_Working data_
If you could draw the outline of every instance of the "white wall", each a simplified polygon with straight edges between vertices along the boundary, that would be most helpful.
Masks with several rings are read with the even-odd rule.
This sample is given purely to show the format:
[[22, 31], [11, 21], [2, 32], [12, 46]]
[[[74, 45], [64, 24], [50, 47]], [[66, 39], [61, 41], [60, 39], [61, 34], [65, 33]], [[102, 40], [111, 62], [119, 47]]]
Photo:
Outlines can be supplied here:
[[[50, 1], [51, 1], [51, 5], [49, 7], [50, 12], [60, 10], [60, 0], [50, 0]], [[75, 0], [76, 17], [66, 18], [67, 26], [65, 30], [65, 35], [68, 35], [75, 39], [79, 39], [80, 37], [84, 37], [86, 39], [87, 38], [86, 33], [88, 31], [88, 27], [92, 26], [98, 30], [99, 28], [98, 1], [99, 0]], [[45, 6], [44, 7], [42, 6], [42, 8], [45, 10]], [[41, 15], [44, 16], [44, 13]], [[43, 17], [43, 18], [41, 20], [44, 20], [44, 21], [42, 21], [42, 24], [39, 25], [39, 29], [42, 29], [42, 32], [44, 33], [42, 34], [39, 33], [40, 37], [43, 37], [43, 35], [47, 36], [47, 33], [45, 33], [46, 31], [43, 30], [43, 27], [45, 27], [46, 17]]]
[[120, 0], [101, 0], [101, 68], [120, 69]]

_Problem to solve_
Rewrite the rows from their start through the line containing "Outlines can be", inclusive, replacing "even-odd rule" with "nonzero winding rule" and leaving everything else unchanged.

_Reply to the exercise_
If you could draw the outline of every instance of the "white wall", each a simplified polygon with straight edges between vertices along the boundary, that would be most helpful.
Masks with several rings are read with the nonzero winding rule.
This sample is given purely to show the format:
[[22, 31], [11, 21], [2, 32], [12, 46]]
[[[74, 45], [64, 24], [50, 47]], [[66, 39], [61, 41], [60, 39], [61, 34], [65, 33]], [[102, 40], [111, 62], [119, 47]]]
Photo:
Outlines can be supplied here:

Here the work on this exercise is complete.